— Page extract —

>> start

INS
INS

Reputation: 10820

subprocess.call doesn't work as expected

I have the following batch file (test.bat)

my.py < commands.txt

my.py does the following:

import sys

print sys.stdin.readlines()

Everything works fine if I launch this batch file from command line (from cmd.exe shell in Windows 7).

But if I try to run it via subprocess.call function from python it doesn't work.

How I try to run it from python:

import subprocess
import os

# Doesn't work !
rc = subprocess.call("test.bat", shell=True)
print rc

And this is the error message that I get:

>my.py  0<commands.txt
Traceback (most recent call last):
  File "C:\Users\.....\my.py
", line 3, in <module>
    print sys.stdin.readlines()
IOError: [Errno 9] Bad file descriptor
1

I'm using python 2.7.2 but on 2.7.5 I get the same behavior.

>> end

(Items from a data source)
>> start

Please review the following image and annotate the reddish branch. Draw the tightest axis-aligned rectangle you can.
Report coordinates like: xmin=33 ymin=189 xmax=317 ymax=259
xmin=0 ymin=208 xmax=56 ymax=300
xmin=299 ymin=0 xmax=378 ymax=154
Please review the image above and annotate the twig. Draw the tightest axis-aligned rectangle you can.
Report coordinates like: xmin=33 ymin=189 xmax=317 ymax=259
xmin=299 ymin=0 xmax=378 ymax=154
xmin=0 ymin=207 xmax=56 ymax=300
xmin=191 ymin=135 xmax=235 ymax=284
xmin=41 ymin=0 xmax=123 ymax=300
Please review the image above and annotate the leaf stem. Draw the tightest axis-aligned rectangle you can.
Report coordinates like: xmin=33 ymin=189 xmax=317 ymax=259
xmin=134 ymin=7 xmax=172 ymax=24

>> end
>> start

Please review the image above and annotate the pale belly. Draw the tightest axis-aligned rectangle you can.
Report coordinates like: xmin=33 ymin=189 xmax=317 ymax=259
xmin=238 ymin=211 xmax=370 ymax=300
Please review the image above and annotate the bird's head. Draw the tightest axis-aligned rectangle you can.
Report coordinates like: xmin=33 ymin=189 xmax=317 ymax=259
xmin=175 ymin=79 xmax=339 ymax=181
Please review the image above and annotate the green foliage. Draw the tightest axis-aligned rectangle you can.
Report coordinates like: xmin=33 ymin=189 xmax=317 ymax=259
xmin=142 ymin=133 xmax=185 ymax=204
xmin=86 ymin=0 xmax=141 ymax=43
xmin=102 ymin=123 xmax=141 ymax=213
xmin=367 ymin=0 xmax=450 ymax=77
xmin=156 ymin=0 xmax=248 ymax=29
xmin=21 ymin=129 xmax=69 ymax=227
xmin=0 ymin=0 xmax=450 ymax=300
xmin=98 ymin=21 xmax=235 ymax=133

>> end
>> start

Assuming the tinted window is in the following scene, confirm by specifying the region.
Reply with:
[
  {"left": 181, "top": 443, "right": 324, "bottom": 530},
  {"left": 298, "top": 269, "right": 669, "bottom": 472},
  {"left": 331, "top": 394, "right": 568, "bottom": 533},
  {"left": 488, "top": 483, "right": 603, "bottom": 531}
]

>> end

— Problem to solve —
Resume the post about subprocess.call and the batch file, continuing from its final sentence.

— Final answer —
Any ideas?

Upvotes: 0

Views: 7608

Answers (2)

Torxed
Torxed

Reputation: 23500

Does this work:

from subprocess import *

rc = Popen("test.bat", shell=True, stdout=PIPE, stderr=PIPE, stdin=PIPE)
print rc.stdout.readline()
print rc.stderr.readline()

rc.stdout.close()
rc.stdin.close()
rc.stderr.close()

I'm not sure why you refer to:

my.py < commands.txt

Does the input has anything to do with the bat-file? If so do you call:

python my.py

which opens the batfile via subprocess that does:

batfile < commands.txt

or why is that relevant?

Upvotes: 1

Inbar Rose
Inbar Rose

Reputation: 43507

It should be:

rc = subprocess.call(["cmd", "/c", "/path/to/test.bat"])

Or using the shell:

rc = subprocess.call("cmd /c /path/to/test.bat", shell=True)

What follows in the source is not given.